Lines from a dataset

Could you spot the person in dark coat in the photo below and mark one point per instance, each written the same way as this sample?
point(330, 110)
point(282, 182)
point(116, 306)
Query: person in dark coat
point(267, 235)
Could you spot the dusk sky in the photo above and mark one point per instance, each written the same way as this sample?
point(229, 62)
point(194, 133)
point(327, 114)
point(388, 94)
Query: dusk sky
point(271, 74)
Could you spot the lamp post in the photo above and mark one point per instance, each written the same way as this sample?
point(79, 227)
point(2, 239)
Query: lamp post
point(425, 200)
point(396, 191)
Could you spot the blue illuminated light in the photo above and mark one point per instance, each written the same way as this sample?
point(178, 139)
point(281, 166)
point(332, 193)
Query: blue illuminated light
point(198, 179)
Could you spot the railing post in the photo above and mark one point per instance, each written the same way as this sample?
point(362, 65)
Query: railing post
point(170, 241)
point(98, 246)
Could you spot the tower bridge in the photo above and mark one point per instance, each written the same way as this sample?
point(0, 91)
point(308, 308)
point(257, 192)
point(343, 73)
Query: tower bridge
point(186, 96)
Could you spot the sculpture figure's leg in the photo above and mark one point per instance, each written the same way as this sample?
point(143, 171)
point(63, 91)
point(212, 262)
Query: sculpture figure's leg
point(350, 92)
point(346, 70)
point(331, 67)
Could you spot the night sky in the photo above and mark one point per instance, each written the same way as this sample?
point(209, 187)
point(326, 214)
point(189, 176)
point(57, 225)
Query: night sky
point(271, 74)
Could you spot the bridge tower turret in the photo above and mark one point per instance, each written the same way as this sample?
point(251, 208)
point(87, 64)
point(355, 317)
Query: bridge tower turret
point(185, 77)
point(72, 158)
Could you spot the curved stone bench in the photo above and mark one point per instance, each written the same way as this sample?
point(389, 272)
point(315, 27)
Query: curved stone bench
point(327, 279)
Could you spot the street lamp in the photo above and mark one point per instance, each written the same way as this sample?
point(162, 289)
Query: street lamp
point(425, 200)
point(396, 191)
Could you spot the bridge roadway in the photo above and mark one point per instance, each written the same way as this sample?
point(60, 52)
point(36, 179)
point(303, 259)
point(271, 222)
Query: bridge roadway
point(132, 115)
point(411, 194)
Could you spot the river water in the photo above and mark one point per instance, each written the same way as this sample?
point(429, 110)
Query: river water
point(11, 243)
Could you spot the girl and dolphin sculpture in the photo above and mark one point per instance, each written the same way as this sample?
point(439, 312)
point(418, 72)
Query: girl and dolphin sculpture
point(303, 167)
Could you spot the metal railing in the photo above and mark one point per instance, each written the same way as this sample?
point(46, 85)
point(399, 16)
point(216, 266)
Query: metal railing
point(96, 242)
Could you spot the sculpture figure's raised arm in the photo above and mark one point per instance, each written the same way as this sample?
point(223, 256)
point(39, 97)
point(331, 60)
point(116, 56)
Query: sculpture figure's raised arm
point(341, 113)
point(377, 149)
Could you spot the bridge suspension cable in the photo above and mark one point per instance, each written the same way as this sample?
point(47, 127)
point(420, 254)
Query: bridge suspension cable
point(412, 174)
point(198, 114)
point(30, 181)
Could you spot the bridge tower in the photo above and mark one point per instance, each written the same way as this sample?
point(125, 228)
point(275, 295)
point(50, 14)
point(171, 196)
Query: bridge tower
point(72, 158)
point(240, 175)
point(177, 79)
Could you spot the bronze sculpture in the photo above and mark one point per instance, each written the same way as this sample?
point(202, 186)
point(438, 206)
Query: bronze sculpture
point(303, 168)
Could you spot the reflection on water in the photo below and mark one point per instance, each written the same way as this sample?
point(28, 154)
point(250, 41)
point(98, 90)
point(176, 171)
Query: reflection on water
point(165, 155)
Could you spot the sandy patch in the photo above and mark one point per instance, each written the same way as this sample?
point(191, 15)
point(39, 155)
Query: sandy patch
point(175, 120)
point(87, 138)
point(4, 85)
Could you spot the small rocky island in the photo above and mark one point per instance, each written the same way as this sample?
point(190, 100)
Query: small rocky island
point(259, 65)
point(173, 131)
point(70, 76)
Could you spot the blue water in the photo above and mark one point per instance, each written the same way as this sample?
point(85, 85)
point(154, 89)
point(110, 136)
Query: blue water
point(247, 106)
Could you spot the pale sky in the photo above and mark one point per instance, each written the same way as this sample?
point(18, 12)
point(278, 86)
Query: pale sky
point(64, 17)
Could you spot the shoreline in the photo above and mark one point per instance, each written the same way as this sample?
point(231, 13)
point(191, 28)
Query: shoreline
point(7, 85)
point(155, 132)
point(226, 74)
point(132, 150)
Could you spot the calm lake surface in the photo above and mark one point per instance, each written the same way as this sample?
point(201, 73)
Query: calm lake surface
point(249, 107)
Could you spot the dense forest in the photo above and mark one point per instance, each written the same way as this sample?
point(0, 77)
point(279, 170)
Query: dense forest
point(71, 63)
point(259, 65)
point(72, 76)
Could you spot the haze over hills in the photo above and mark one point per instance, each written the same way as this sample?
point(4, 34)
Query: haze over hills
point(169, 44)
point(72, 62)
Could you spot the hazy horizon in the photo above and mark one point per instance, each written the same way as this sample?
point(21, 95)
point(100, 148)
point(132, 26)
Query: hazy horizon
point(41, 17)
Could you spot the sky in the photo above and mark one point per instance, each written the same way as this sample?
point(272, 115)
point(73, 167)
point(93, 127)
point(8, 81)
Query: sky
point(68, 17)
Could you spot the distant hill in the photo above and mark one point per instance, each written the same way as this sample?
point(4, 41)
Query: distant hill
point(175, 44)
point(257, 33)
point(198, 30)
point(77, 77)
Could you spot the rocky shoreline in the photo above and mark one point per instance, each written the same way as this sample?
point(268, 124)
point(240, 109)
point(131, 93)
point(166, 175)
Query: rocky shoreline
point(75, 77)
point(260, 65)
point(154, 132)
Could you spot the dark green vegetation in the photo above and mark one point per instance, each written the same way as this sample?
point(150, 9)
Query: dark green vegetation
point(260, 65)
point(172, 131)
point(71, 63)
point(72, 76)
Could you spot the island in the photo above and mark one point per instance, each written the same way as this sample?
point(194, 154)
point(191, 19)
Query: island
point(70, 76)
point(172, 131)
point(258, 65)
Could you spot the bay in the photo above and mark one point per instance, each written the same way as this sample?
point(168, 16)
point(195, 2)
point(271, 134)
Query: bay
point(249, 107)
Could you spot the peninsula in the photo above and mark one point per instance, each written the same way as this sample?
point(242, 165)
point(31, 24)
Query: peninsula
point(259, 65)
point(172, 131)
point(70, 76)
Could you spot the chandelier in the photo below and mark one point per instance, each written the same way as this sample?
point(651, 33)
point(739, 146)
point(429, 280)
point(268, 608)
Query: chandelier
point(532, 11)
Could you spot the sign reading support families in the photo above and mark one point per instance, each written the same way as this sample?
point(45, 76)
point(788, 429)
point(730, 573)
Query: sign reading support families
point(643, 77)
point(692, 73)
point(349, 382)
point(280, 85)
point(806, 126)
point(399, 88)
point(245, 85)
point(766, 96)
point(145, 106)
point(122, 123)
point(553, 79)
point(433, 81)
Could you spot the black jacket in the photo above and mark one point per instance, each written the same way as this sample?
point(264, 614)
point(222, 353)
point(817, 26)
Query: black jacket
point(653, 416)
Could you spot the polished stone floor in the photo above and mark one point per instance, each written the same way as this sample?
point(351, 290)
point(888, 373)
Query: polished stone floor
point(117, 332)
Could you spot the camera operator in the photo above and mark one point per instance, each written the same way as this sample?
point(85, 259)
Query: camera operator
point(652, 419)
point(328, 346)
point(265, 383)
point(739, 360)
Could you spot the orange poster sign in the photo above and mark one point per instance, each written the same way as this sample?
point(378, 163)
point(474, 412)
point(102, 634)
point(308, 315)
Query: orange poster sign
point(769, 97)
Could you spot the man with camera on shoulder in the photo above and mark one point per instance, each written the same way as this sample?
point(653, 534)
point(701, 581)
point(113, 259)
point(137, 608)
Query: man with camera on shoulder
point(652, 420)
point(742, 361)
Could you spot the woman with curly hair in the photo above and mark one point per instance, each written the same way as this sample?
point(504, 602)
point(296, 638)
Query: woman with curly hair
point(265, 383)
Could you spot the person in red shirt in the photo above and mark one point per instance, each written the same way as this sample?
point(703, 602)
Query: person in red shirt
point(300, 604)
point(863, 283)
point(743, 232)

Given instruction
Copy out everything from the line containing "Could you spot the sculpture figure's leg" down to the line containing "point(327, 279)", keeping each line the same as it is.

The answer
Could you spot the sculpture figure's leg in the photo above and mark one point per instance, each written the same way as this sample?
point(143, 171)
point(63, 91)
point(212, 262)
Query: sculpture figure's leg
point(350, 92)
point(346, 70)
point(331, 67)
Could you spot the night sky in the photo above and mark one point per instance, each written the same way as this sample?
point(209, 187)
point(326, 214)
point(189, 176)
point(57, 225)
Query: night sky
point(271, 74)
Could you spot the bridge tower turret in the photo above and mark one point per instance, each written the same way as this sample?
point(251, 208)
point(87, 64)
point(355, 317)
Query: bridge tower turret
point(185, 77)
point(72, 158)
Could you spot the curved stone bench in the photo above and mark one point per instance, each written the same way as this sample?
point(389, 272)
point(315, 27)
Query: curved stone bench
point(327, 279)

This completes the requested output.